What to work on:
Here are some entries; quote each one exactly.

* START Information provided *

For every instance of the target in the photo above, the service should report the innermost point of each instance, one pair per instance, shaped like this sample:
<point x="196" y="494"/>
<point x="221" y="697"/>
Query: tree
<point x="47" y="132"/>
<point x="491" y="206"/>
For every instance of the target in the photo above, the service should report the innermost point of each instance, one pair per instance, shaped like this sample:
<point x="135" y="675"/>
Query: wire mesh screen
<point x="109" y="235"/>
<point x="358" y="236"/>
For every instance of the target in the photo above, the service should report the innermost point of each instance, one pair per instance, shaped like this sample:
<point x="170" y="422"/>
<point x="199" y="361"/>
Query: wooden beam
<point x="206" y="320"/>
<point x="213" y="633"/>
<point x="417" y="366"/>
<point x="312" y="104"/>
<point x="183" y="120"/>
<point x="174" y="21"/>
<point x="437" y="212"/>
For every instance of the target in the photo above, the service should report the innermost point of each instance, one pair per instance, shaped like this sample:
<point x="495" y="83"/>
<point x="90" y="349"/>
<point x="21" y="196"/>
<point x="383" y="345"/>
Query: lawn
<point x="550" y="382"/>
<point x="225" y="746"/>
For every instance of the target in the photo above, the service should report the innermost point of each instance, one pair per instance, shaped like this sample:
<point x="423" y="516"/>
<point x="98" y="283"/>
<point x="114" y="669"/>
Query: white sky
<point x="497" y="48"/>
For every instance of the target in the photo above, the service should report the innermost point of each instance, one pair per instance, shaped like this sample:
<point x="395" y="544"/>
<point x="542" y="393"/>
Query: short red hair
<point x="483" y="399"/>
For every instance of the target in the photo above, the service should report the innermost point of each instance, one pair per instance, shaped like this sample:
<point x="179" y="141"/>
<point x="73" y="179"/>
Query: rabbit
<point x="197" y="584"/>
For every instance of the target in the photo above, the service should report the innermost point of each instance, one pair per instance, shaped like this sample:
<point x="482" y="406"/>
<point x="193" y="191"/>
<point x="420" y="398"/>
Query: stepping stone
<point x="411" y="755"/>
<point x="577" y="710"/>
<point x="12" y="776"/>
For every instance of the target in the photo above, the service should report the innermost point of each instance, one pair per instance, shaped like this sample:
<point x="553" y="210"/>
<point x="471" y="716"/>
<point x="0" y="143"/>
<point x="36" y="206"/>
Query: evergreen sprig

* END Information provided *

Solution for this problem:
For every instance of the target in the photo above, the service should report the innermost point of each instance, one pair per instance, shaped like this sample:
<point x="196" y="494"/>
<point x="221" y="697"/>
Query: tree
<point x="47" y="132"/>
<point x="491" y="206"/>
For every instance of the target in the photo above, the service should report the innermost point of each instance, one pair per instance, shaped like this sample:
<point x="135" y="675"/>
Query: wire mesh screen
<point x="109" y="235"/>
<point x="358" y="236"/>
For every instance of the target in the photo above, the service should report the innermost point of each instance, one pair per instance, shaped like this sample:
<point x="170" y="422"/>
<point x="199" y="361"/>
Query: wooden beam
<point x="206" y="320"/>
<point x="213" y="633"/>
<point x="417" y="366"/>
<point x="312" y="104"/>
<point x="183" y="120"/>
<point x="174" y="21"/>
<point x="437" y="212"/>
For every instance of the target in the photo above, the service should report the innermost point of each instance, one pair per instance, shaped like this sample:
<point x="495" y="83"/>
<point x="90" y="349"/>
<point x="21" y="196"/>
<point x="383" y="345"/>
Query: lawn
<point x="550" y="382"/>
<point x="225" y="746"/>
For every instance of the target in the photo above, the service should report the innermost point of each instance, one pair per instance, shaped like this sample:
<point x="423" y="516"/>
<point x="98" y="283"/>
<point x="114" y="669"/>
Query: white sky
<point x="497" y="48"/>
For every instance of the target in the photo above, the service should report the innermost point of each instance, one pair per instance, shaped like this sample:
<point x="395" y="544"/>
<point x="542" y="393"/>
Query: short red hair
<point x="483" y="399"/>
For every instance of the target in the photo above, the service should report the innermost point of each instance, one pair per instance, shaped like this sample:
<point x="179" y="141"/>
<point x="73" y="179"/>
Query: rabbit
<point x="197" y="584"/>
For every instance of the target in the photo above, the service should report the innermost point of each instance, one pair per instance, shaped like this sample:
<point x="482" y="406"/>
<point x="193" y="191"/>
<point x="420" y="398"/>
Query: stepping stone
<point x="411" y="755"/>
<point x="577" y="710"/>
<point x="12" y="776"/>
For every instance of the target in the photo above, the service should report the innermost point of each instance, one pair per instance, shaped like this sample:
<point x="553" y="210"/>
<point x="471" y="716"/>
<point x="0" y="143"/>
<point x="36" y="206"/>
Query: evergreen sprig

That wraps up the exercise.